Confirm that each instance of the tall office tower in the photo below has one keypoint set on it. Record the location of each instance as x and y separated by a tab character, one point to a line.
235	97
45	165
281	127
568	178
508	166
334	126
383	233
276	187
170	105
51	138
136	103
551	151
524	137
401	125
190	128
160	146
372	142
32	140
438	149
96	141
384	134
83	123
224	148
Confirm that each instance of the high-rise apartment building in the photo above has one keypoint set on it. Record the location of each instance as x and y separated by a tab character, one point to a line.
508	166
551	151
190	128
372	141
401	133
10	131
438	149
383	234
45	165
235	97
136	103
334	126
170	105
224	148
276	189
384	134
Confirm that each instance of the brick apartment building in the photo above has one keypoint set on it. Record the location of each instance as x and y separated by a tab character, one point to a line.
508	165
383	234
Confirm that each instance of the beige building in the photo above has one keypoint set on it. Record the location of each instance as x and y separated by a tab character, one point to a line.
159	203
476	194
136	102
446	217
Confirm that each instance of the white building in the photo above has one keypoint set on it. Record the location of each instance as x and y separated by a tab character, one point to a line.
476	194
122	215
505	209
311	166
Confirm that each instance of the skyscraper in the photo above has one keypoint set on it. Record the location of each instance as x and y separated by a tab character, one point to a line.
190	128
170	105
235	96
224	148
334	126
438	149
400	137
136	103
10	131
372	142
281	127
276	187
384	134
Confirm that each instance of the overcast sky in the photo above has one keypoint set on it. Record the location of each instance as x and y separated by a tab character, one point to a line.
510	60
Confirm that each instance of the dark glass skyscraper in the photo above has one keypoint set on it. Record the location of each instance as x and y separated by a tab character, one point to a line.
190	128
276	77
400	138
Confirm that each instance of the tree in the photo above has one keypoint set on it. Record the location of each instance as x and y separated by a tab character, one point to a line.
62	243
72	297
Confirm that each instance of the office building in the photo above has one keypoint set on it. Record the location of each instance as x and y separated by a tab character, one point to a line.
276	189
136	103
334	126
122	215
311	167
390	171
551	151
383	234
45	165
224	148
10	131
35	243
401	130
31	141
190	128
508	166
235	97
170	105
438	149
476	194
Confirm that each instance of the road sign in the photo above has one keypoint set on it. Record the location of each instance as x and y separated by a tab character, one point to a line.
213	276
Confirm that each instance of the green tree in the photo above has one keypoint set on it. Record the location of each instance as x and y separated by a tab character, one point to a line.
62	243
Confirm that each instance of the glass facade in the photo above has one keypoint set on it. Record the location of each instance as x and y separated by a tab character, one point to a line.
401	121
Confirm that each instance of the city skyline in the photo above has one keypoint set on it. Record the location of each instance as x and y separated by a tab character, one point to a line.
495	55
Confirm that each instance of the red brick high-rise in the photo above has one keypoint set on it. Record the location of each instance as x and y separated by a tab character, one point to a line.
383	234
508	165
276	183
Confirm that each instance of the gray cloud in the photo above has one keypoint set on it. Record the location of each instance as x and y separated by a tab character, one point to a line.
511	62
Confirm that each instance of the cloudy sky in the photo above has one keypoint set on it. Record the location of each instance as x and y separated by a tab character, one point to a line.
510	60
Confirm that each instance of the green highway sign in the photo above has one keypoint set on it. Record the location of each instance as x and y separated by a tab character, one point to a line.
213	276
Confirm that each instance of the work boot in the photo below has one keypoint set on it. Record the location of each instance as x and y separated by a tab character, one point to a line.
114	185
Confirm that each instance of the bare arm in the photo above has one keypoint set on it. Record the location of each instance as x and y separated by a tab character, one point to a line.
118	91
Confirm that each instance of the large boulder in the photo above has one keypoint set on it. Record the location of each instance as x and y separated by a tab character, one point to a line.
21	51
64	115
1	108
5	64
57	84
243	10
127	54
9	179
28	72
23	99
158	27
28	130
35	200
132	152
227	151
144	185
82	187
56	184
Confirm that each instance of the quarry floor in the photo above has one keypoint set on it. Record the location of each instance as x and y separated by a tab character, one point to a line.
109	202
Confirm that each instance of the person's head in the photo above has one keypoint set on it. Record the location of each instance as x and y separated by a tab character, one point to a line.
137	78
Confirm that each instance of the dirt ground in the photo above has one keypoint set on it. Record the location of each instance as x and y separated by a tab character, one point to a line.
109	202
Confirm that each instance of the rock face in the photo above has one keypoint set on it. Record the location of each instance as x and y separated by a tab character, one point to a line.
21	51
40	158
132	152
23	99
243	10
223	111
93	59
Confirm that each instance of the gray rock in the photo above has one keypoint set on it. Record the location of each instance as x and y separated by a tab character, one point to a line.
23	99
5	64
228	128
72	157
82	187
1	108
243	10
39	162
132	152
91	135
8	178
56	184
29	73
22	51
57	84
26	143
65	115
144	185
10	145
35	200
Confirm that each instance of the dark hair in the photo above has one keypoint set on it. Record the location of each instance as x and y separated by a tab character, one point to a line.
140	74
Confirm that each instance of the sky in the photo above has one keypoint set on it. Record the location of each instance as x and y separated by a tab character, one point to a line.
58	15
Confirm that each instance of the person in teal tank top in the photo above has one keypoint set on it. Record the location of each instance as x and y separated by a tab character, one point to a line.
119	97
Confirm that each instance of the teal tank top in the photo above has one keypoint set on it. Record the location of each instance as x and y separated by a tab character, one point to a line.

=====

THE PROBLEM — Each line must be set down again exactly as above, with no line omitted.

WRITTEN ANSWER —
Confirm that each instance of the tall office tower in the photo below has one keypoint set on it. Record the location of each instance as x and y separated by a tab character, one point to a line.
235	97
45	165
281	127
568	178
508	166
334	126
383	233
276	187
170	105
51	138
136	103
551	151
524	137
401	125
190	128
160	146
372	142
32	140
438	149
96	141
384	134
83	123
224	148
Confirm that each instance of the high-rise apartment building in the photo above has one keypoint set on it. Record the location of each instance as x and y separated by a tab character, one point to a line.
508	166
551	151
190	128
372	141
401	133
10	131
438	149
383	234
45	165
235	97
136	103
334	126
170	105
224	148
276	189
384	134
Confirm that each instance of the brick apartment building in the photo above has one keypoint set on it. Record the location of each instance as x and y separated by a tab character, one point to a line.
508	165
383	234
Confirm that each instance of the beige building in the photo above has one keypoint set on it. Record the location of each instance as x and y separated by a tab character, one point to a line.
159	203
476	194
136	102
446	217
Confirm that each instance of the white building in the photo above has one keypoint set on it. Record the location of each instance as x and y separated by a tab character, one point to a line.
476	194
122	215
505	209
311	166
Confirm that each instance of the skyscraper in the photo above has one keypoint set on it. Record the location of each instance as x and y separated by a tab character, one point to a line.
190	128
170	105
235	96
224	148
334	126
438	149
400	137
136	103
10	131
372	142
281	127
276	187
384	134
Confirm that each instance of the overcast sky in the photo above has one keypoint set on it. Record the location of each instance as x and y separated by a tab character, one point to a line.
510	60
Confirm that each instance of the dark glass skyscraper in the photo above has one keypoint set on it. Record the location of each instance as x and y separated by a tab character, one point to a line.
190	128
276	77
400	138
Confirm that each instance of the tree in the photo above has one keypoint set on it. Record the location of each instance as x and y separated by a tab character, one point to a line.
62	243
72	297
Confirm that each instance of the office building in the photo above has one keypoint set on it. Record the location of each instance as x and y separated by a tab character, one point to a line.
276	189
136	103
334	126
122	215
311	167
390	171
551	151
383	234
45	165
224	148
10	131
35	243
401	130
31	141
190	128
508	166
235	97
170	105
438	149
476	194
Confirm that each instance of the road sign in the photo above has one keypoint set on it. Record the location of each instance as x and y separated by a tab character, one point to a line.
213	276
Confirm that each instance of the green tree in the photo above has one keypoint set on it. Record the location of each instance as x and y separated by a tab character, one point to a line.
62	243
Confirm that each instance of the glass facade in the photo above has one keypoint set on it. Record the location of each instance as x and y separated by a tab character, one point to a line.
401	121
Confirm that each instance of the city skyline in the photo above has one keypoint set on it. Record the location of each instance as x and y separated by a tab character, one point to a line.
495	55
Confirm that each instance of the red brick high-rise in the photo above has one keypoint set on it. Record the location of each instance as x and y separated by a tab character, one point to a line.
383	234
508	165
276	183
Confirm that each instance of the gray cloud in the photo above has one keypoint set on it. Record the location of each instance as x and y separated by a tab character, one point to a line.
511	62
Confirm that each instance of the cloudy sky in the photo above has one keypoint set on it. Record the location of each instance as x and y separated by a tab character, one point to a line.
510	60
Confirm that each instance of the green highway sign in the photo above has one keypoint set on it. Record the location of each instance as x and y separated by a tab character, one point to a line.
213	276
Confirm that each instance of the work boot in the photo below has one keypoint set on it. Record the location of each instance as x and y separated by a tab character, one point to a line.
114	185
Confirm that each instance of the bare arm in the photo above has one keypoint set on it. Record the location of each instance as x and y separated by a tab character, one point to a line.
118	91
Confirm that each instance of the large boulder in the photo above has one keypoint set on it. Record the location of each instance as x and y separated by a tab character, one point to a line.
21	51
64	115
1	108
5	64
57	84
243	10
127	54
9	179
28	72
23	99
158	27
28	130
35	200
132	152
227	151
144	185
82	187
56	184
Confirm that each instance of the quarry floor in the photo above has one keypoint set on it. Record the location of each instance as x and y separated by a tab character, one point to a line.
109	202
Confirm that each instance of the person's head in the photo above has one keypoint set on it. Record the location of each instance as x and y separated by a tab character, one point to a line.
137	78
Confirm that each instance of the dirt ground in the photo above has one keypoint set on it. Record the location of each instance as x and y separated by a tab character, one point to a line.
109	202
Confirm that each instance of the rock face in the photo above has one keypoint set on it. Record the location of each instance as x and y separated by a tab character, one point to a line.
21	51
40	158
132	152
23	99
243	10
223	111
93	59
Confirm that each instance of the gray rock in the photo above has one keypoint set on it. Record the location of each instance as x and y separated by a tab character, one point to a line.
23	99
5	64
228	128
72	157
82	187
1	108
243	10
39	162
132	152
91	135
8	178
56	184
29	73
22	51
57	84
26	143
65	115
144	185
10	145
35	200
Confirm that each instance of the dark hair in the photo above has one keypoint set on it. Record the location of each instance as x and y separated by a tab character, one point to a line.
140	74
Confirm that each instance of the sky in the photo above has one keypoint set on it. Record the location of each instance as x and y separated by a tab character, one point to a line.
58	15
Confirm that each instance of the person in teal tank top in the photo above has one keypoint set on it. Record the location of each instance as x and y separated by a tab character, one point to a line.
119	97
Confirm that each instance of the teal tank top in the photo above has one keypoint set on it. Record the location of each instance as x and y separated by a tab character, one point to a line.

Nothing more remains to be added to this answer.